Victor Hugo en Russie et en URSS

influence de l'œuvre littéraire de Victor Hugo en Russie et en URSS

Victor Hugo fait partie des écrivains français les plus lus en Russie et en URSS. Il est surtout connu comme romancier.

Illustration de couverture d'une traduction du roman Quatrevingt-treize publiée en 1928 par la maison d'édition soviétique Terre et fabrique (Zemlja i fabrika)

Historique modifier

Dès les années 1820, les œuvres de Victor Hugo attirent l’intérêt du public lettré, qui maîtrise souvent le français. Certains sont élogieux, d’autres beaucoup plus critiques, comme le poète Pouchkine[1]. Dans les années 1860, Tolstoï et Dostoïevski s’enthousiasment pour ses romans[2].

Les Misérables redoublent l’intérêt pour Victor Hugo : la première partie du roman paraît dans cinq revues en 1862, l’année même de sa publication en français (après quoi le roman est interdit[3]). Les autres romans sont également traduits et publiés à plusieurs reprises avant la Révolution de 1917. La poésie et le théâtre, en revanche, intéressent moins[4].

Certaines œuvres sont victimes de la censure, par exemple Notre-Dame de Paris, dont la traduction ne paraît qu’en 1862, et le roman Les Misérables, interdit de 1862 à 1880 (même si le texte circule en français). Cependant, d’autres textes sont publiés sans encombre, par exemple Quatrevingt-treize, et on trouve des adaptations inspirées de ces textes censurés, notamment de nombreuses adaptations scéniques de Notre-Dame de Paris. Les cas de censure se font très rares à partir des années 1880[3].

Dès les années 1880, le public des œuvres de Victor Hugo s’élargit, notamment grâce à des éditions bon marché destinées au peuple et à la jeunesse. Victor Hugo acquiert un statut de classique recommandé par les pédagogues et même par les autorités[5],[6].

Victor Hugo consolide son statut de classique après la Révolution de 1917. Il fait son apparition dans certains programmes scolaires et ses romans sont diffusés massivement : certaines éditions de Notre-Dame de Paris sont publiées à 800 000 exemplaires. La popularité de Victor Hugo tient également à la publication de deux adaptations pour la jeunesse inspirées des Misérables : Cosette et Gavroche, qui connaissent des tirages allant jusqu’à 2 millions d’exemplaires par édition. Victor Hugo est ainsi un des écrivains étrangers les plus lus en URSS[7].

Dans les années 1990, après la chute de l’URSS, l’intérêt pour Victor Hugo s’estompe et les éditions de ses œuvres sont moins nombreuses. On observe un regain d’intérêt pour les romans dans les années 2000. Victor Hugo ne fait actuellement plus partie des écrivains français les plus lus (il cède le pas aux écrivains contemporains) mais conserve son statut de classique.

========

Selon l'extrait sur Victor Hugo en Russie, de quelle année à quelle année le roman Les Misérables est-il interdit ? Appuyez-vous uniquement sur l'extrait.

========

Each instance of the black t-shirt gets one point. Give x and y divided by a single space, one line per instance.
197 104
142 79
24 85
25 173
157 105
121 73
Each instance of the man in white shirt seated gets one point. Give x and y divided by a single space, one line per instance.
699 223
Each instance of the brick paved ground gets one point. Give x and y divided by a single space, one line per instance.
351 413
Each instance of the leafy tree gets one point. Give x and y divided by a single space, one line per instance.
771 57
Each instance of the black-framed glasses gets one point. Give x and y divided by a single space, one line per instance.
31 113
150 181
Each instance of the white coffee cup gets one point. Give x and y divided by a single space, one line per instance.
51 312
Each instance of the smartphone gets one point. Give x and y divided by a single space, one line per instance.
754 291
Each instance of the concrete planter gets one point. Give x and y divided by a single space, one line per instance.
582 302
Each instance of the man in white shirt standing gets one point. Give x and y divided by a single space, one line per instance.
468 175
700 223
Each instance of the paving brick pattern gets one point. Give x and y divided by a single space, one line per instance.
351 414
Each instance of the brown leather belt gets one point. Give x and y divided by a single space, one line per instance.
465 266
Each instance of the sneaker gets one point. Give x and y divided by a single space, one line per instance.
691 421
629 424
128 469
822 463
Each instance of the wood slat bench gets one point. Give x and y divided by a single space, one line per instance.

========

> _Solution complète_
Il est interdit de 1862 à 1880.